=== GIVEN DATA ===

━━━━━━━━

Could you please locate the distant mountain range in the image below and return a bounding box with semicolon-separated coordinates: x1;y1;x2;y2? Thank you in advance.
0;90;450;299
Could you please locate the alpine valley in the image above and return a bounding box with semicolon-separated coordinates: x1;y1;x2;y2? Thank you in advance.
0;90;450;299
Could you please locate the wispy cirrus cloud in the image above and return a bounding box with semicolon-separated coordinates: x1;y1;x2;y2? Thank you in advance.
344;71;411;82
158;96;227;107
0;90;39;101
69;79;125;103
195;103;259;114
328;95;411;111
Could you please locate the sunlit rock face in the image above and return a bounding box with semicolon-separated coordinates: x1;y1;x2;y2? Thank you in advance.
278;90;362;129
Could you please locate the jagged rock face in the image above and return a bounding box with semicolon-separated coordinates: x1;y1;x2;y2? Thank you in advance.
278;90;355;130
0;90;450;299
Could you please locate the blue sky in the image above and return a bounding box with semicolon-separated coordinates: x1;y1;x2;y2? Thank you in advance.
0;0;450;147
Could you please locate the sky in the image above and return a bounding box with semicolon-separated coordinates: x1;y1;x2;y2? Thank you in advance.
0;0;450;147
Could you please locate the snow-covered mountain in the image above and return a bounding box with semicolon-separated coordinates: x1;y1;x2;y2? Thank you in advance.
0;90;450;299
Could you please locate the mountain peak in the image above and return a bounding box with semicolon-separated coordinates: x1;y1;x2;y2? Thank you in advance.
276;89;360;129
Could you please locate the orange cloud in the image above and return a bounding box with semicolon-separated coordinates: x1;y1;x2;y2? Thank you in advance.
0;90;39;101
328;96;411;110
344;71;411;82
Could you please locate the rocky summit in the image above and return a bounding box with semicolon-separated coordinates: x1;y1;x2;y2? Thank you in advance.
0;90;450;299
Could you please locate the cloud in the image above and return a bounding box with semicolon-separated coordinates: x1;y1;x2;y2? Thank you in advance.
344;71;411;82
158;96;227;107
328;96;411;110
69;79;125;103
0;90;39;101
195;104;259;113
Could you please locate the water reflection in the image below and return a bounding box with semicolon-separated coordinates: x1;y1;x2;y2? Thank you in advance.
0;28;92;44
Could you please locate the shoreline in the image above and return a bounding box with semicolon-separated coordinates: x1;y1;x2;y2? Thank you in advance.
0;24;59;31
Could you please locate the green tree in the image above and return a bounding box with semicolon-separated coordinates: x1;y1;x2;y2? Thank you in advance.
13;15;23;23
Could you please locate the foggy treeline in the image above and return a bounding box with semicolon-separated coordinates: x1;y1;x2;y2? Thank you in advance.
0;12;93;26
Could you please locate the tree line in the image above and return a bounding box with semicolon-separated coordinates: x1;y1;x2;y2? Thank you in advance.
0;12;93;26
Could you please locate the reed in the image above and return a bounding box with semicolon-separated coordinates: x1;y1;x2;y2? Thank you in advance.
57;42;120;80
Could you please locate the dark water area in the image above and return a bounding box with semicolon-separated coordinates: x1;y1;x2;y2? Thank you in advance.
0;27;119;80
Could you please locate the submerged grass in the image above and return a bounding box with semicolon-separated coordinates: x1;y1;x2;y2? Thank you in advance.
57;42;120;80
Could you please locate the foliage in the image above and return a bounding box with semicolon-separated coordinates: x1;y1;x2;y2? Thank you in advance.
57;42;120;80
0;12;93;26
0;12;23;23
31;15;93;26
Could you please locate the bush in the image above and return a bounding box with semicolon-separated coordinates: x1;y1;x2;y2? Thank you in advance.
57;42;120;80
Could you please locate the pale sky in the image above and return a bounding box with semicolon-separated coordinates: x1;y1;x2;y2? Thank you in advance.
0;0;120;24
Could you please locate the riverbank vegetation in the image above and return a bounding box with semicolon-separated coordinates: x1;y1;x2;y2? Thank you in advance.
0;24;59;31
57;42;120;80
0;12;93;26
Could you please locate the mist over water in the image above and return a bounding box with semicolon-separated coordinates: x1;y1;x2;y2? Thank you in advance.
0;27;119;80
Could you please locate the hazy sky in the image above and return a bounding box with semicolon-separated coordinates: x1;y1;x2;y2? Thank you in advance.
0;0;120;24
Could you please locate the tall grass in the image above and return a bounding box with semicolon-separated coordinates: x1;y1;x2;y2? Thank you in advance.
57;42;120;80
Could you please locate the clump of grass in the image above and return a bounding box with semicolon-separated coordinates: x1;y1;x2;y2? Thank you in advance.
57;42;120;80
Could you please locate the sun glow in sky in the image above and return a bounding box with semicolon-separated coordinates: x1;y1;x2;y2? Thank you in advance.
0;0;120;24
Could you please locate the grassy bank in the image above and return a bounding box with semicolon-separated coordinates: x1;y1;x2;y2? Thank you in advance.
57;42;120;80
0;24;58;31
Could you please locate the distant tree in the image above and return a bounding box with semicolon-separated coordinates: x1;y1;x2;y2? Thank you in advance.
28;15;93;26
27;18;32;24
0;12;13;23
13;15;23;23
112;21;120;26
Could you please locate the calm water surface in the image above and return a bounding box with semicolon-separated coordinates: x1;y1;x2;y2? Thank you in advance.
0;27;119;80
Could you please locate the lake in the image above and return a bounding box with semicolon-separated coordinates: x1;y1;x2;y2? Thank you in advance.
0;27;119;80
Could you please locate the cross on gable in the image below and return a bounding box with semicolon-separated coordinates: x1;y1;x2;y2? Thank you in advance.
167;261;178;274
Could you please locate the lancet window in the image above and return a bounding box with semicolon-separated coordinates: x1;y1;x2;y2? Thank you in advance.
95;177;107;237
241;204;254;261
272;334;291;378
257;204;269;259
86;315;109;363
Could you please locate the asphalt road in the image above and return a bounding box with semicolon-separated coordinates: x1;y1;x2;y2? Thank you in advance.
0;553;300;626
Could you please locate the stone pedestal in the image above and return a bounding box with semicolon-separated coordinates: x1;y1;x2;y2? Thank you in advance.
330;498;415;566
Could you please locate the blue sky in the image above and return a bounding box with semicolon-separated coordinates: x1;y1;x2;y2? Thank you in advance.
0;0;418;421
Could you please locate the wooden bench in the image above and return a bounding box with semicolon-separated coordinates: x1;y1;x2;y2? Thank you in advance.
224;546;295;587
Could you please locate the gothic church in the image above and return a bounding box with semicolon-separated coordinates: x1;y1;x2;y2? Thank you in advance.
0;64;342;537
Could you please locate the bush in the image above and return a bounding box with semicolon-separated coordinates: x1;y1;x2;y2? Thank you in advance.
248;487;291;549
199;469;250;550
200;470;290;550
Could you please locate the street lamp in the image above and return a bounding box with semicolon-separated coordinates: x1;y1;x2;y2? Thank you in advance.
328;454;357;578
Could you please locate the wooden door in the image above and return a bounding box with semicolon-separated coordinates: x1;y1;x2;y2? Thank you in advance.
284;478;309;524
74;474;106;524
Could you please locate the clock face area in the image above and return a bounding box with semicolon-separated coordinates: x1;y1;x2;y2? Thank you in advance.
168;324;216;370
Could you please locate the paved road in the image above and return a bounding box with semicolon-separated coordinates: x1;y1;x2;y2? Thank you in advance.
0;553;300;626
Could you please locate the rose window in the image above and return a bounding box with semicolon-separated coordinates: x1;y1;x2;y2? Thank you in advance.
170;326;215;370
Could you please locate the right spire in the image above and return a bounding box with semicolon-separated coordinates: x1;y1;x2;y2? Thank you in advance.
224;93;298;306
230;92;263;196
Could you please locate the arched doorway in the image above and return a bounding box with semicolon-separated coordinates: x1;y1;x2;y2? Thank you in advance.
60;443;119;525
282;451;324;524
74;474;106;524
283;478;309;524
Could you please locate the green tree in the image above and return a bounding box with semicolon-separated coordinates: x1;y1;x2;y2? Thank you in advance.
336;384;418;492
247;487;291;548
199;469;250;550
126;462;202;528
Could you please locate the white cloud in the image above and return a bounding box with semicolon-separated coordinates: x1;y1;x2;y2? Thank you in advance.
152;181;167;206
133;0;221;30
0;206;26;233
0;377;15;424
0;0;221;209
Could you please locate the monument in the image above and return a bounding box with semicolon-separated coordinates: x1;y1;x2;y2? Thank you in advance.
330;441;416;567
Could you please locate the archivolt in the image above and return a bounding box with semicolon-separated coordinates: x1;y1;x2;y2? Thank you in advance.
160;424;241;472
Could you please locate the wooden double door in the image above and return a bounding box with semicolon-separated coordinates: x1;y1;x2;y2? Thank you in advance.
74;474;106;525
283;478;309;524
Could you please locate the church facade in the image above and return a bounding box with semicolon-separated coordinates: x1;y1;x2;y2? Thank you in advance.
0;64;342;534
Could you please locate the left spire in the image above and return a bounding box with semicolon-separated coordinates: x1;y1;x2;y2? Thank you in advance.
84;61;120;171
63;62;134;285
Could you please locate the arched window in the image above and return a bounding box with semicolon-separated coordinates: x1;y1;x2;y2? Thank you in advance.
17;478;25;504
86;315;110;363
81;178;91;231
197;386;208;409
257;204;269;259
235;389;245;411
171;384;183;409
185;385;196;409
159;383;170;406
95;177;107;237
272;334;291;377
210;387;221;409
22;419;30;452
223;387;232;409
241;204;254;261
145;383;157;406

━━━━━━━━

=== DESCRIPTION OF THE TASK ===
Quote the records verbatim, starting at the line containing "Could you please locate the submerged" and ending at the line containing "31;15;93;26".

=== WRITTEN RESPONSE ===
Could you please locate the submerged grass in the image above and return a bounding box with semicolon-separated coordinates: x1;y1;x2;y2? Thank you in advance.
57;42;120;80
Could you please locate the foliage in the image above and return a bounding box with semicolon-separated coordinates: x1;y1;x2;y2? Thank you in advance.
57;42;120;80
0;12;93;26
0;12;23;23
31;15;93;26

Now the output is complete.